▸ PROBLEM DESCRIPTION
Take the lines below between the one holding "every person standing" and the one holding "identify every tree", inclusive, and copy them exactly. Add nothing.

(Stored data entries)

----

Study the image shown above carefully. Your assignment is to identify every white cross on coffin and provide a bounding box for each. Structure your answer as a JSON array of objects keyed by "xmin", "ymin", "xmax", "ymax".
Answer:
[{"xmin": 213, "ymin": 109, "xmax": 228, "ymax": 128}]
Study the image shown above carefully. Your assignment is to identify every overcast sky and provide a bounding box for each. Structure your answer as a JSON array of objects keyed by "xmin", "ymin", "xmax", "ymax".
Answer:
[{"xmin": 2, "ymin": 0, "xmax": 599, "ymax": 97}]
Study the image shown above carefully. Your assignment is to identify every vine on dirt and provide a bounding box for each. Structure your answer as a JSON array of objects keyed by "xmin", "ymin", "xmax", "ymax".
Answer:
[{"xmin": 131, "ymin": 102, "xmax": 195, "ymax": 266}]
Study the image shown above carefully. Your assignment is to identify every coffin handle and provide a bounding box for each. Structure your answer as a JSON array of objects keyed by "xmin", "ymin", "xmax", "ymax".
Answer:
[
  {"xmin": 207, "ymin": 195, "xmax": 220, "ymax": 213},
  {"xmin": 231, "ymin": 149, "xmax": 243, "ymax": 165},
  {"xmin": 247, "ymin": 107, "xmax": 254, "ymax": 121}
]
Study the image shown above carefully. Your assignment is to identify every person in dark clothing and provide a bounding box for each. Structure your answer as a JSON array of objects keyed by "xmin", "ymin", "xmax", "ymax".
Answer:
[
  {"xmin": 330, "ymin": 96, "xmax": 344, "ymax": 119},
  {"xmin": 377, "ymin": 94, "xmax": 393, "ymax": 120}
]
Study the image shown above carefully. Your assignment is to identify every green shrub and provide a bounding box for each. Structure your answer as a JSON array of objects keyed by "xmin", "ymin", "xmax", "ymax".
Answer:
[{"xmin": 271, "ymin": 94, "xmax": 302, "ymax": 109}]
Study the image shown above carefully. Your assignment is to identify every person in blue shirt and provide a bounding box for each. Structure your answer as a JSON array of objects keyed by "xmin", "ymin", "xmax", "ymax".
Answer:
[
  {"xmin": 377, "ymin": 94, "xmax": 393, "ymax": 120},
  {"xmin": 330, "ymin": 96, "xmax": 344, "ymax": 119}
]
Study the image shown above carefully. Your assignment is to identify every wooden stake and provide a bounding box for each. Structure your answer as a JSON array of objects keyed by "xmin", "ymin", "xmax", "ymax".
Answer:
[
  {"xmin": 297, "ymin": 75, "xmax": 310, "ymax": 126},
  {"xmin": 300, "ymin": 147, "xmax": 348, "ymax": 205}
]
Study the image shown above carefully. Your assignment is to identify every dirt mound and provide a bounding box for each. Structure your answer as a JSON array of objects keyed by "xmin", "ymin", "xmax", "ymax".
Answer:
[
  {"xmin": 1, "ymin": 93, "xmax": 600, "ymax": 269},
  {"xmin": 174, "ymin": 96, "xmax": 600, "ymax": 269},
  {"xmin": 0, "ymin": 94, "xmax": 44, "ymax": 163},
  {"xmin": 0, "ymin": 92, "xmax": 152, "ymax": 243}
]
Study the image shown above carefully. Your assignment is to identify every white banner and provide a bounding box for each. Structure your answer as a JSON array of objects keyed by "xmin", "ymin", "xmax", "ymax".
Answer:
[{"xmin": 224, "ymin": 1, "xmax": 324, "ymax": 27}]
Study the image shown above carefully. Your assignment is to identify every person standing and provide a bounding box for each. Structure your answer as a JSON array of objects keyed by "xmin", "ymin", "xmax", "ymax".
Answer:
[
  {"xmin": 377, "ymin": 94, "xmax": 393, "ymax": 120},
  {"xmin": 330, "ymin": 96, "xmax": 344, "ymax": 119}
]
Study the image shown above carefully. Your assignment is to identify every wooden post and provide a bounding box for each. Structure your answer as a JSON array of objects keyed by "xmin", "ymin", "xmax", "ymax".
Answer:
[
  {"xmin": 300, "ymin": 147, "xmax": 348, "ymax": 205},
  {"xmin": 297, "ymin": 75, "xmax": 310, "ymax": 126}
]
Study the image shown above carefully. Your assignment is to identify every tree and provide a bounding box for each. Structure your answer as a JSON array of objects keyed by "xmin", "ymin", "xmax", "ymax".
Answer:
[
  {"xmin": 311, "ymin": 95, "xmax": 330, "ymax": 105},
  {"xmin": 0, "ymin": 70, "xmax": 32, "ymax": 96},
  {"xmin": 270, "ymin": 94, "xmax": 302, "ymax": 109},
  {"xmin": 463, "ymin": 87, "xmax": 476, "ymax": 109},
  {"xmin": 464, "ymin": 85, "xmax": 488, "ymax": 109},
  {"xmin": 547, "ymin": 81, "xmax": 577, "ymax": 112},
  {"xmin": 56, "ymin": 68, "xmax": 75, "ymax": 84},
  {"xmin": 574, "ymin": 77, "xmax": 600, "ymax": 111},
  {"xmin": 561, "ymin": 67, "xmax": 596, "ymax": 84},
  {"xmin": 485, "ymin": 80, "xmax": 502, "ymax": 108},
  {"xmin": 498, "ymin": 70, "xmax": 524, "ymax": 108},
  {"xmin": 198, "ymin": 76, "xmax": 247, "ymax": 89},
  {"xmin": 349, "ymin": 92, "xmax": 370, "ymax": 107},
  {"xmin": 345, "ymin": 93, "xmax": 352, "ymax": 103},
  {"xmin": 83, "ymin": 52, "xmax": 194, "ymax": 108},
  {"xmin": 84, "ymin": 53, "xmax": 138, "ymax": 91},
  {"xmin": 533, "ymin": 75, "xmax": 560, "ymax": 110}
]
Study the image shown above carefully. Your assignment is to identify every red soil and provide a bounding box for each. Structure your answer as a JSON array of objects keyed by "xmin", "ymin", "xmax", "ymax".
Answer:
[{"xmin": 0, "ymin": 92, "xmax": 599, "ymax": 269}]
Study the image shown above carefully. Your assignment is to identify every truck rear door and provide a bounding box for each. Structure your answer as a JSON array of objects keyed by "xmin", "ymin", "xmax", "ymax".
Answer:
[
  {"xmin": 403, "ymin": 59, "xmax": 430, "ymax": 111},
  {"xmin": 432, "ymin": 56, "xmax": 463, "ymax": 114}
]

----

▸ WRITTEN ANSWER
Study the image shown above carefully. Your assignment is to identify every person standing and provide a bounding box for each. Structure your answer as a JSON array of objects keyed by "xmin", "ymin", "xmax", "ymax".
Answer:
[
  {"xmin": 377, "ymin": 94, "xmax": 393, "ymax": 120},
  {"xmin": 330, "ymin": 96, "xmax": 344, "ymax": 119}
]
Study the image shown above carefully. Your assignment is to identify every wooden post and provide a bounding box for each. Structure your answer as a JSON array of objects keyed by "xmin", "ymin", "xmax", "ymax".
Answer:
[
  {"xmin": 300, "ymin": 147, "xmax": 348, "ymax": 205},
  {"xmin": 297, "ymin": 75, "xmax": 310, "ymax": 126}
]
Study the image shown above carefully. Your assignment is to identify every tree and provide a bounding box for each. Structure your answer as a JSON array of objects keyed by "xmin", "ymin", "xmax", "ymax".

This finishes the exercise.